Exercise: The records below hold pictures; please leave those out and retype the rest exactly.

Entries supplied:

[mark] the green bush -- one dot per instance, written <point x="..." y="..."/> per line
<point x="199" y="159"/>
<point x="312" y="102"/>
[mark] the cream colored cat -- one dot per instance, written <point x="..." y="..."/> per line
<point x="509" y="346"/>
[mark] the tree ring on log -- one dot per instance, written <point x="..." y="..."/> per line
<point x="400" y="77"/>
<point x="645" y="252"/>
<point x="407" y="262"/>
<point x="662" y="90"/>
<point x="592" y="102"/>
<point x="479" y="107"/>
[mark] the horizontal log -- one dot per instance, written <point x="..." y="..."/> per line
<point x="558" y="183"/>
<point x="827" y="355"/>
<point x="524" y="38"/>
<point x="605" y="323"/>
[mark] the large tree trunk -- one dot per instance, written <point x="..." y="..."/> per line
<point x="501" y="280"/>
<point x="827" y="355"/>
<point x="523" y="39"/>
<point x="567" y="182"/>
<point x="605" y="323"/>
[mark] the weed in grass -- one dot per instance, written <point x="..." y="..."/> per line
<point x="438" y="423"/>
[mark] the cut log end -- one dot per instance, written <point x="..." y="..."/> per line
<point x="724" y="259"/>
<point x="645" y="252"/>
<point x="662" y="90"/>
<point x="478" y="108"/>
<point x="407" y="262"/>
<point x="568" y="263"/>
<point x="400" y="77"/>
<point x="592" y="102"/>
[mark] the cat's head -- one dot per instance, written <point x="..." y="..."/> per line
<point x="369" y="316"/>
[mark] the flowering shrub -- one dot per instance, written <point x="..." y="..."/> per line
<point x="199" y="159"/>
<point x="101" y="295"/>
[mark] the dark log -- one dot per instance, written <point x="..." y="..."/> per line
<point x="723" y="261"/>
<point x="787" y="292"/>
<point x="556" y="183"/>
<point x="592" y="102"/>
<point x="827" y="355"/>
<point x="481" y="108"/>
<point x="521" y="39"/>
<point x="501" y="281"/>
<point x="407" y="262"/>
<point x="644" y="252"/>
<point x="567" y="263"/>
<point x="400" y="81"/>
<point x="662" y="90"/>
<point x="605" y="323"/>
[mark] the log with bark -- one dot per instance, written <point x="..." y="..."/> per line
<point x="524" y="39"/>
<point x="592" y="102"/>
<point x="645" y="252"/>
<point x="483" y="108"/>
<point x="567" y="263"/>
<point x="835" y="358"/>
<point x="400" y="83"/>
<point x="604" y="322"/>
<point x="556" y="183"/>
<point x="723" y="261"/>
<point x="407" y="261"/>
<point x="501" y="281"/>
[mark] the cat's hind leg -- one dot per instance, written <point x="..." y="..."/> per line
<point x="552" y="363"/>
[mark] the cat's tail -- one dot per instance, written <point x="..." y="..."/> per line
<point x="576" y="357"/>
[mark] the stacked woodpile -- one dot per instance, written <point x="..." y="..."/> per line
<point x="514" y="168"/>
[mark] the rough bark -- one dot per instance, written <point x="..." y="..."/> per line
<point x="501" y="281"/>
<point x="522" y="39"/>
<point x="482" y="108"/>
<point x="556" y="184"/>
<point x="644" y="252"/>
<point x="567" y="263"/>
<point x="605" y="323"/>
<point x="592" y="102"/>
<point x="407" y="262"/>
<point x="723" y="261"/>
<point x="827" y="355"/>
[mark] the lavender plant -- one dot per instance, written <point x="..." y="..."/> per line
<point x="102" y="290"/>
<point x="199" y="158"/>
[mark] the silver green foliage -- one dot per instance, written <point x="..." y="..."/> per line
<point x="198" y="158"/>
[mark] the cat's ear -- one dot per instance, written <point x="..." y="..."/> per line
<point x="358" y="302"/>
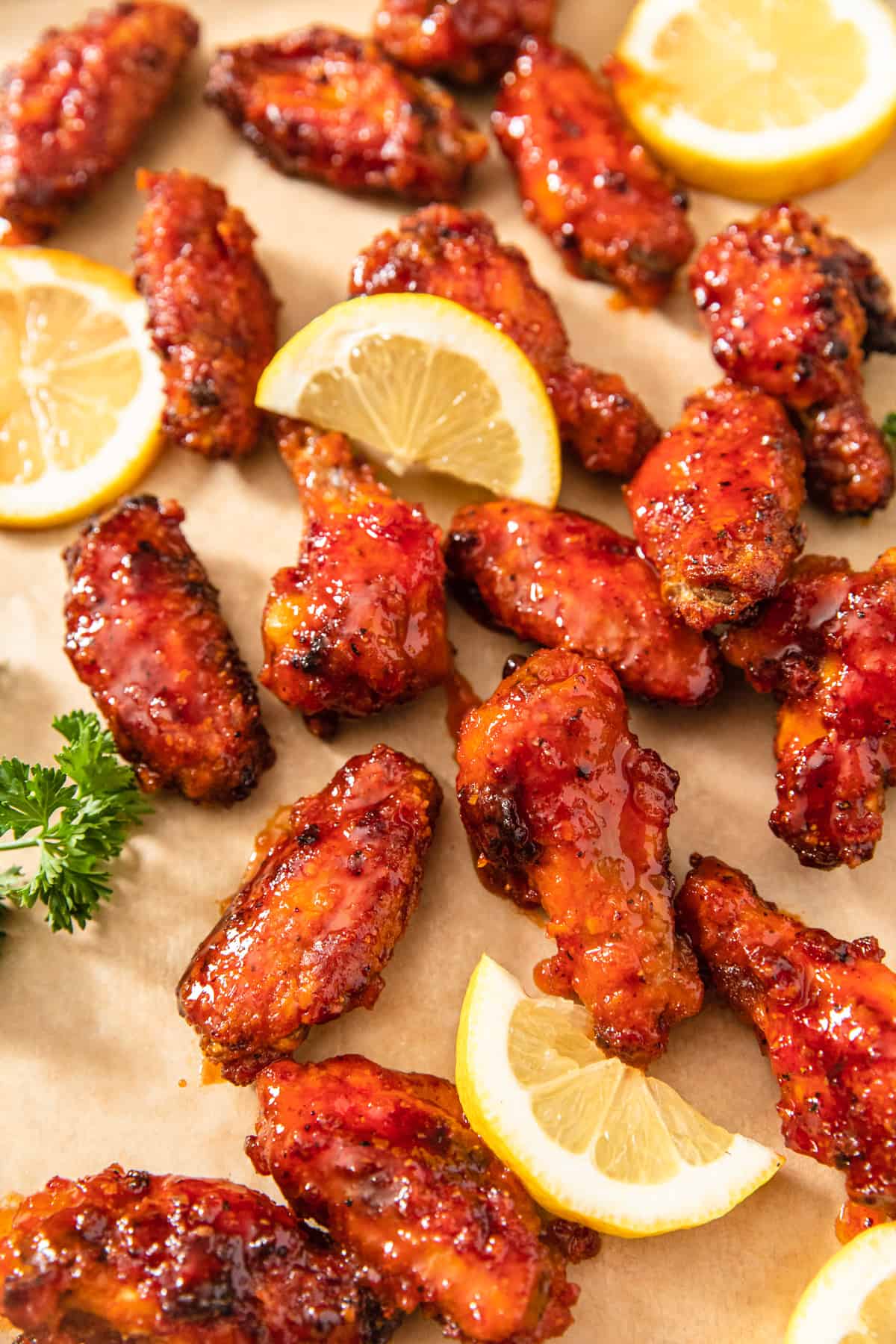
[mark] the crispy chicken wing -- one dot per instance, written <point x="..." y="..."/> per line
<point x="146" y="635"/>
<point x="388" y="1164"/>
<point x="791" y="309"/>
<point x="567" y="581"/>
<point x="359" y="623"/>
<point x="331" y="889"/>
<point x="827" y="1012"/>
<point x="132" y="1257"/>
<point x="827" y="648"/>
<point x="455" y="255"/>
<point x="73" y="109"/>
<point x="467" y="40"/>
<point x="564" y="808"/>
<point x="323" y="104"/>
<point x="213" y="314"/>
<point x="606" y="206"/>
<point x="715" y="505"/>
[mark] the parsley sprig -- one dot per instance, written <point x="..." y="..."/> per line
<point x="77" y="815"/>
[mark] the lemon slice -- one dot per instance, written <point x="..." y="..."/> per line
<point x="591" y="1139"/>
<point x="756" y="100"/>
<point x="81" y="388"/>
<point x="418" y="381"/>
<point x="852" y="1300"/>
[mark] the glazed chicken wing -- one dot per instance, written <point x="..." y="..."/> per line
<point x="606" y="206"/>
<point x="73" y="109"/>
<point x="455" y="255"/>
<point x="132" y="1257"/>
<point x="213" y="314"/>
<point x="329" y="893"/>
<point x="567" y="581"/>
<point x="388" y="1164"/>
<point x="358" y="623"/>
<point x="323" y="104"/>
<point x="467" y="40"/>
<point x="715" y="505"/>
<point x="827" y="1014"/>
<point x="827" y="648"/>
<point x="791" y="309"/>
<point x="146" y="635"/>
<point x="566" y="809"/>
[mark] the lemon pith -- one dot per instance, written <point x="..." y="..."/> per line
<point x="593" y="1140"/>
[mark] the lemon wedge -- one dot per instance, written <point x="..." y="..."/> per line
<point x="591" y="1139"/>
<point x="759" y="101"/>
<point x="418" y="381"/>
<point x="852" y="1300"/>
<point x="81" y="388"/>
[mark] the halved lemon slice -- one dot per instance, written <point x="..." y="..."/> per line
<point x="591" y="1139"/>
<point x="420" y="381"/>
<point x="81" y="388"/>
<point x="755" y="100"/>
<point x="852" y="1300"/>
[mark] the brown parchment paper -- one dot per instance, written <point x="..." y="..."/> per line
<point x="92" y="1048"/>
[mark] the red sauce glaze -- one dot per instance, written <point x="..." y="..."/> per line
<point x="307" y="937"/>
<point x="388" y="1162"/>
<point x="715" y="505"/>
<point x="127" y="1256"/>
<point x="564" y="808"/>
<point x="455" y="255"/>
<point x="73" y="109"/>
<point x="146" y="635"/>
<point x="359" y="623"/>
<point x="327" y="105"/>
<point x="827" y="1012"/>
<point x="827" y="648"/>
<point x="601" y="198"/>
<point x="567" y="581"/>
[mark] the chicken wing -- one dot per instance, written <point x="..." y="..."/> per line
<point x="791" y="309"/>
<point x="567" y="581"/>
<point x="327" y="105"/>
<point x="825" y="1011"/>
<point x="329" y="893"/>
<point x="73" y="109"/>
<point x="467" y="40"/>
<point x="455" y="255"/>
<point x="359" y="623"/>
<point x="132" y="1257"/>
<point x="612" y="213"/>
<point x="715" y="505"/>
<point x="388" y="1164"/>
<point x="827" y="648"/>
<point x="213" y="314"/>
<point x="146" y="635"/>
<point x="564" y="808"/>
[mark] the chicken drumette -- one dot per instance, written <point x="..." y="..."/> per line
<point x="358" y="623"/>
<point x="827" y="648"/>
<point x="606" y="206"/>
<point x="827" y="1014"/>
<point x="567" y="581"/>
<point x="455" y="255"/>
<point x="793" y="309"/>
<point x="127" y="1256"/>
<point x="213" y="315"/>
<point x="73" y="109"/>
<point x="146" y="635"/>
<point x="566" y="809"/>
<point x="388" y="1164"/>
<point x="467" y="40"/>
<point x="329" y="892"/>
<point x="715" y="505"/>
<point x="323" y="104"/>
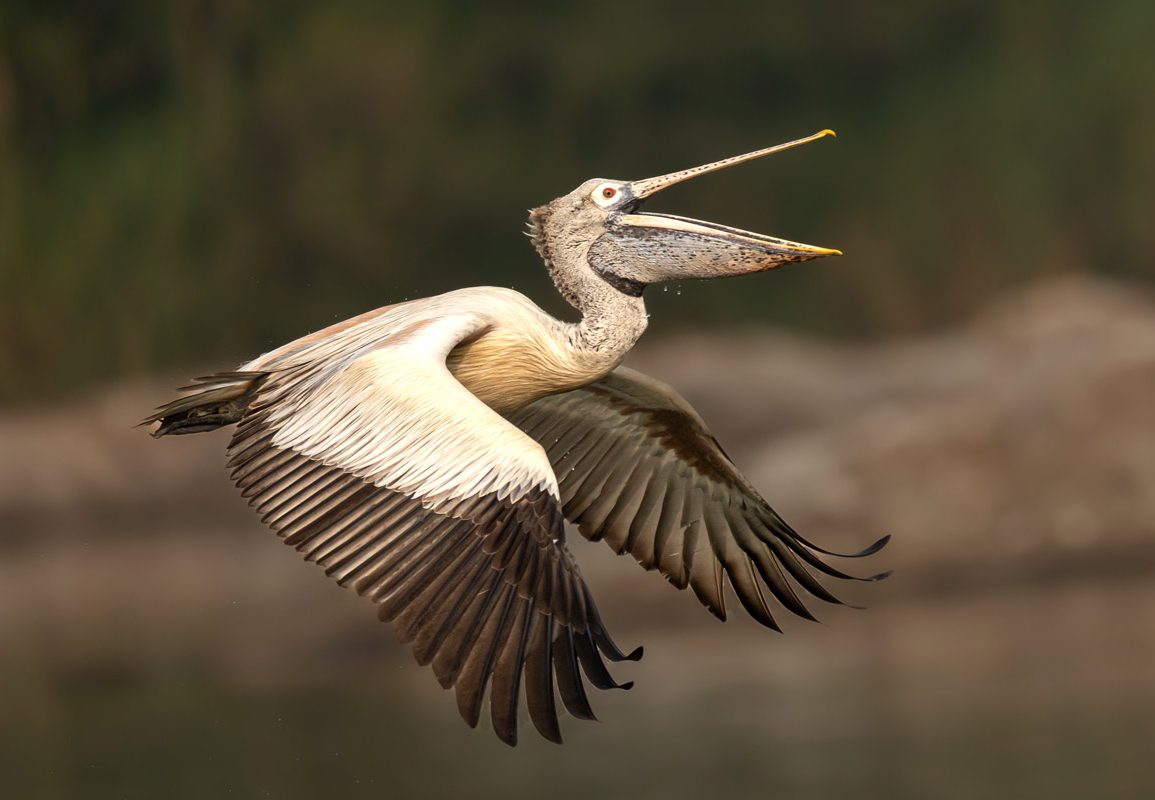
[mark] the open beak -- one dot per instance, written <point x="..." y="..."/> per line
<point x="692" y="248"/>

Response to the task:
[mark] the green bush -- one dot per instance, written <point x="..." y="..."/> per line
<point x="199" y="159"/>
<point x="312" y="102"/>
[mark] the cream colored cat -- one dot per instance, written <point x="..." y="..."/> per line
<point x="509" y="346"/>
[mark] the tree ring on log -- one dot per instance, written <point x="..." y="..."/> per line
<point x="400" y="77"/>
<point x="645" y="252"/>
<point x="407" y="262"/>
<point x="662" y="90"/>
<point x="592" y="102"/>
<point x="479" y="107"/>
[mark] the horizontal log -- one dot per instance, written <point x="..." y="..."/> per line
<point x="558" y="183"/>
<point x="827" y="355"/>
<point x="524" y="38"/>
<point x="605" y="323"/>
[mark] the large tree trunk -- one dot per instance, written <point x="..." y="..."/> per line
<point x="501" y="280"/>
<point x="827" y="355"/>
<point x="523" y="39"/>
<point x="567" y="182"/>
<point x="605" y="323"/>
[mark] the weed in grass -- one dot per instance, written <point x="..." y="..."/> per line
<point x="438" y="423"/>
[mark] the cut log end -- one dot per instance, written <point x="..." y="..."/> per line
<point x="724" y="259"/>
<point x="645" y="252"/>
<point x="662" y="90"/>
<point x="478" y="108"/>
<point x="407" y="262"/>
<point x="568" y="263"/>
<point x="400" y="77"/>
<point x="592" y="102"/>
[mark] the cat's head -- one dot per instance, written <point x="..." y="..."/> per line
<point x="369" y="316"/>
[mark] the flowering shrub -- one dot per instance, written <point x="..." y="..."/> per line
<point x="199" y="159"/>
<point x="101" y="295"/>
[mark] the dark log -- one dot per instance, written <point x="..." y="..."/> per line
<point x="723" y="261"/>
<point x="787" y="292"/>
<point x="556" y="183"/>
<point x="592" y="102"/>
<point x="827" y="355"/>
<point x="481" y="108"/>
<point x="521" y="39"/>
<point x="501" y="281"/>
<point x="407" y="262"/>
<point x="644" y="252"/>
<point x="567" y="263"/>
<point x="400" y="81"/>
<point x="662" y="90"/>
<point x="605" y="323"/>
[mark] the log with bark -- one dot per instance, written <point x="..." y="..."/> per line
<point x="524" y="39"/>
<point x="592" y="102"/>
<point x="645" y="252"/>
<point x="483" y="108"/>
<point x="567" y="263"/>
<point x="835" y="358"/>
<point x="400" y="83"/>
<point x="604" y="322"/>
<point x="556" y="183"/>
<point x="723" y="261"/>
<point x="407" y="261"/>
<point x="501" y="281"/>
[mark] the cat's hind leg -- one dot per instance, written <point x="..." y="..."/> per line
<point x="552" y="363"/>
[mark] the cat's tail -- one dot per instance, written <point x="..." y="..."/> per line
<point x="576" y="357"/>
[mark] the stacked woodpile -- one dot per instance, written <point x="..." y="..."/> per line
<point x="514" y="168"/>
[mark] the rough bark -- one dot per instance, written <point x="..." y="..."/> per line
<point x="501" y="281"/>
<point x="522" y="39"/>
<point x="482" y="108"/>
<point x="556" y="184"/>
<point x="644" y="252"/>
<point x="567" y="263"/>
<point x="605" y="323"/>
<point x="592" y="102"/>
<point x="407" y="262"/>
<point x="723" y="261"/>
<point x="827" y="355"/>
[mark] the lavender plant -- one dot per instance, written <point x="..." y="..."/> per line
<point x="102" y="290"/>
<point x="199" y="158"/>
[mark] the silver green foliage -- one dot per instance, written <point x="..." y="..."/> per line
<point x="198" y="158"/>
[mark] the cat's ear -- one dot per instance, written <point x="..." y="..."/> per line
<point x="358" y="302"/>
[mark] the crispy chicken wing -- one dot per instance, written <point x="..." y="..."/> per line
<point x="146" y="635"/>
<point x="388" y="1164"/>
<point x="791" y="309"/>
<point x="567" y="581"/>
<point x="359" y="623"/>
<point x="331" y="889"/>
<point x="827" y="1012"/>
<point x="132" y="1257"/>
<point x="827" y="648"/>
<point x="455" y="255"/>
<point x="73" y="109"/>
<point x="467" y="40"/>
<point x="564" y="808"/>
<point x="323" y="104"/>
<point x="213" y="314"/>
<point x="606" y="206"/>
<point x="715" y="505"/>
[mark] the parsley sprig -- one dot per instance, written <point x="..." y="..."/> per line
<point x="77" y="815"/>
[mark] the lemon slice -- one dot per instance, written <point x="..." y="..."/> per line
<point x="591" y="1139"/>
<point x="756" y="100"/>
<point x="81" y="388"/>
<point x="418" y="381"/>
<point x="852" y="1300"/>
[mark] the glazed chicken wing -- one dot per instance, written <point x="..." y="..."/> per line
<point x="606" y="206"/>
<point x="73" y="109"/>
<point x="455" y="255"/>
<point x="132" y="1257"/>
<point x="213" y="314"/>
<point x="329" y="893"/>
<point x="567" y="581"/>
<point x="388" y="1164"/>
<point x="358" y="623"/>
<point x="323" y="104"/>
<point x="467" y="40"/>
<point x="715" y="505"/>
<point x="827" y="1014"/>
<point x="827" y="648"/>
<point x="791" y="309"/>
<point x="146" y="635"/>
<point x="566" y="809"/>
[mark] the lemon pith -- one dot per instance, written <point x="..." y="..."/> per line
<point x="593" y="1140"/>
[mark] the lemon wedge -- one dot per instance, written <point x="..." y="..."/> per line
<point x="591" y="1139"/>
<point x="759" y="101"/>
<point x="418" y="381"/>
<point x="852" y="1300"/>
<point x="81" y="388"/>
[mark] the halved lemon slice -- one dot per instance, written <point x="..." y="..."/> per line
<point x="591" y="1139"/>
<point x="420" y="381"/>
<point x="81" y="388"/>
<point x="755" y="100"/>
<point x="852" y="1300"/>
[mark] the brown parchment paper -- one dot per instance, written <point x="..." y="..."/> per line
<point x="92" y="1048"/>
[mark] the red sauce glaze -- one dot per instance, written <point x="..." y="..."/> per line
<point x="307" y="937"/>
<point x="388" y="1162"/>
<point x="715" y="505"/>
<point x="127" y="1256"/>
<point x="564" y="808"/>
<point x="455" y="255"/>
<point x="73" y="109"/>
<point x="146" y="635"/>
<point x="359" y="623"/>
<point x="327" y="105"/>
<point x="827" y="1012"/>
<point x="827" y="648"/>
<point x="601" y="198"/>
<point x="567" y="581"/>
[mark] the chicken wing -- one dot per instance, written <point x="..." y="..."/> per line
<point x="791" y="309"/>
<point x="567" y="581"/>
<point x="327" y="105"/>
<point x="825" y="1011"/>
<point x="329" y="893"/>
<point x="73" y="109"/>
<point x="467" y="40"/>
<point x="455" y="255"/>
<point x="359" y="623"/>
<point x="132" y="1257"/>
<point x="612" y="213"/>
<point x="715" y="505"/>
<point x="388" y="1164"/>
<point x="827" y="648"/>
<point x="213" y="314"/>
<point x="146" y="635"/>
<point x="564" y="808"/>
[mark] the chicken drumette -- one dot per instance, written <point x="..." y="..."/> per line
<point x="358" y="623"/>
<point x="827" y="648"/>
<point x="606" y="206"/>
<point x="827" y="1014"/>
<point x="567" y="581"/>
<point x="455" y="255"/>
<point x="793" y="309"/>
<point x="127" y="1256"/>
<point x="213" y="315"/>
<point x="73" y="109"/>
<point x="146" y="635"/>
<point x="566" y="809"/>
<point x="388" y="1164"/>
<point x="467" y="40"/>
<point x="329" y="892"/>
<point x="715" y="505"/>
<point x="323" y="104"/>
[mark] the open beak -- one dot per instance, written <point x="..." y="..."/> per line
<point x="692" y="248"/>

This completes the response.